Problem to solve:
According to the passage on Sumitomo Rubber's access to the Fugaku supercomputer, roughly how many calculations per second can the new computer perform?

[Passage shown]

Kobe, Japan – Sumitomo Rubber Industries, Ltd (SRI) has been given access to what has been described as “the world’s most powerful computer” in order to develop tire materials for future mobility.
SRI will be using the new ‘exascale’ Fugaku supercomputer to expand its materials simulation capabilities at the smallest particle level, to support the development of “long-lasting” tires, the Japanese tire maker announced 18 May.
Sumitomo Rubber previously used Japan’s K-supercomputer to launch its 4D nano design process, which it says highly improved the performance of Falken’s tire range.
The new computer, according to SRI, has “up to 100 times the application performance of its predecessor, and is capable of performing approximately 442 quadrillion calculations per second.”
For SRI, one key application of Fugaku will be to advance tire performance sustaining technology (PST).
PST prevents the decline in tire performance that occurs over time due to wear and tear, allowing tires to maintain 'like-new performance' for longer.

[/Passage shown]
[Data for analysis]

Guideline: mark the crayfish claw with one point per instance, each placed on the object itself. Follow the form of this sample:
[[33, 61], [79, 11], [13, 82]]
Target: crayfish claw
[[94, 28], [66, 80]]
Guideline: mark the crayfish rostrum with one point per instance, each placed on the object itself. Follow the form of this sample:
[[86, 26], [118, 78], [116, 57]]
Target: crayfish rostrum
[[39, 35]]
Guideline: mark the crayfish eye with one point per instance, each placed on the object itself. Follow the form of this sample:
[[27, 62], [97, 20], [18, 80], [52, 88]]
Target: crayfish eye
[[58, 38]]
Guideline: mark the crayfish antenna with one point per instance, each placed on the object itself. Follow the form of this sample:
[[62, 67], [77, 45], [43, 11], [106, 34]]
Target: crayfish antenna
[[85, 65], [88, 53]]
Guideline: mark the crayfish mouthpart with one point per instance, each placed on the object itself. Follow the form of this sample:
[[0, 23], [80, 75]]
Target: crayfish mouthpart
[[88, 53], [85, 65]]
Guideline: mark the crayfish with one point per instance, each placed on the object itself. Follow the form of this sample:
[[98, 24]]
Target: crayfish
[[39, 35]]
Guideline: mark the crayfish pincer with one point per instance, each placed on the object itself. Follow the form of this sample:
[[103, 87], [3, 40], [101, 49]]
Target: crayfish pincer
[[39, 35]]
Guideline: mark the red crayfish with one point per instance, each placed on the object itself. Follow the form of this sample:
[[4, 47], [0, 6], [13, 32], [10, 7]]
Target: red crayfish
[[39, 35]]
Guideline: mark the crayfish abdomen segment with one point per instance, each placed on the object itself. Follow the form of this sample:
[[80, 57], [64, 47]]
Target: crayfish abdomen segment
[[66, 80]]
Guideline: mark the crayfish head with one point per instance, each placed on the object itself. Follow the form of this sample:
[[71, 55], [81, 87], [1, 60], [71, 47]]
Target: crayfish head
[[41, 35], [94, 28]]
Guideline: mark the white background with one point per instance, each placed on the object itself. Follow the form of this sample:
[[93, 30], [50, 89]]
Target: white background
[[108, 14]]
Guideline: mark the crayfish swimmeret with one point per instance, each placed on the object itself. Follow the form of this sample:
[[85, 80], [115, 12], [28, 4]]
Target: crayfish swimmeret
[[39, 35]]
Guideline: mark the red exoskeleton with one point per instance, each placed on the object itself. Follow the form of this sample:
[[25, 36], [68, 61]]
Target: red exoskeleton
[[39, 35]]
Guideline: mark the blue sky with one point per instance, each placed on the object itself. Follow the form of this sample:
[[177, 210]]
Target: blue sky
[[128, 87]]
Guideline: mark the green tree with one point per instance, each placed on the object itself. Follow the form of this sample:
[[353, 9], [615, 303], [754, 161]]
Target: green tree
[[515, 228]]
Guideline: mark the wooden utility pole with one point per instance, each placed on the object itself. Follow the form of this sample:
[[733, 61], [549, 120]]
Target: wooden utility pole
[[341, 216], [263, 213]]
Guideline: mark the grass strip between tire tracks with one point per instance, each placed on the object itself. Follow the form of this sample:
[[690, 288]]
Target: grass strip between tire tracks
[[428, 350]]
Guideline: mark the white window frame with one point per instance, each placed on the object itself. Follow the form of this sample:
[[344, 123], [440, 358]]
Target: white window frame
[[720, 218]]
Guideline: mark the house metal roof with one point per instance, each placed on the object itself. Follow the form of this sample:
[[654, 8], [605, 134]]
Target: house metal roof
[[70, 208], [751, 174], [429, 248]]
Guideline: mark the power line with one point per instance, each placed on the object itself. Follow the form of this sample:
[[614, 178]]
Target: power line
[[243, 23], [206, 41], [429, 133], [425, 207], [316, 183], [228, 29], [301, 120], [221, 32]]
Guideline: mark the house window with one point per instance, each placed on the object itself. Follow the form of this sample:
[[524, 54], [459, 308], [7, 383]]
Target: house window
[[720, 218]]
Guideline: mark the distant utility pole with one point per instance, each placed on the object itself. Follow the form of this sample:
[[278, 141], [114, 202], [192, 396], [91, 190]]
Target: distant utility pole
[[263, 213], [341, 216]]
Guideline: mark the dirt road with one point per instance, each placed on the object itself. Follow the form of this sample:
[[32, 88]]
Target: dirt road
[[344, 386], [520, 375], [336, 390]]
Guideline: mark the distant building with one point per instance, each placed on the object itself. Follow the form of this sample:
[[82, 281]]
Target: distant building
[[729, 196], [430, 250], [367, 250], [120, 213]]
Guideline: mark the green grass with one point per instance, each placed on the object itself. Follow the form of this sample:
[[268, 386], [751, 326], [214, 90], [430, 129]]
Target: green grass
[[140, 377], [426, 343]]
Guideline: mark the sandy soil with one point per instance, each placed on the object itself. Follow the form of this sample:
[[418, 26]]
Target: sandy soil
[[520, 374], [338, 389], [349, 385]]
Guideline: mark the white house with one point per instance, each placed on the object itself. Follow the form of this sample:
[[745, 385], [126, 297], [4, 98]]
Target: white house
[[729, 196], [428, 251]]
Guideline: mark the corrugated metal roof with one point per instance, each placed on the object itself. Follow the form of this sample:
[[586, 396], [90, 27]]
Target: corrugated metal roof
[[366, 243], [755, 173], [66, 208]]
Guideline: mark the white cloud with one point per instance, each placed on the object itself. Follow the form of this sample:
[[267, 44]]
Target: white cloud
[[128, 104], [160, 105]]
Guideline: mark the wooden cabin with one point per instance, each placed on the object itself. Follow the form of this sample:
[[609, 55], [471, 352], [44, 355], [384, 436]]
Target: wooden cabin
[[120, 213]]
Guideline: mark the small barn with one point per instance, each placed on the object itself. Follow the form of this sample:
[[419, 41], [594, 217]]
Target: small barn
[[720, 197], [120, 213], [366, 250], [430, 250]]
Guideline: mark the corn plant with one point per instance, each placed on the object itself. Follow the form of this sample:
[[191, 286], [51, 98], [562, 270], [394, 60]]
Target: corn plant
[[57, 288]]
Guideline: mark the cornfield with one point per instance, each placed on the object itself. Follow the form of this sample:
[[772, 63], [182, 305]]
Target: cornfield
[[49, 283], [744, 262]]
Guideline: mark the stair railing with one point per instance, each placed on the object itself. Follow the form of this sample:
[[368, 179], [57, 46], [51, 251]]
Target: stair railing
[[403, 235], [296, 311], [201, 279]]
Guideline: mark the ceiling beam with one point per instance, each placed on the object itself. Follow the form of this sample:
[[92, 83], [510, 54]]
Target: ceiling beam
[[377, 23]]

[/Data for analysis]

Exercise answer:
Approximately 442 quadrillion calculations per second.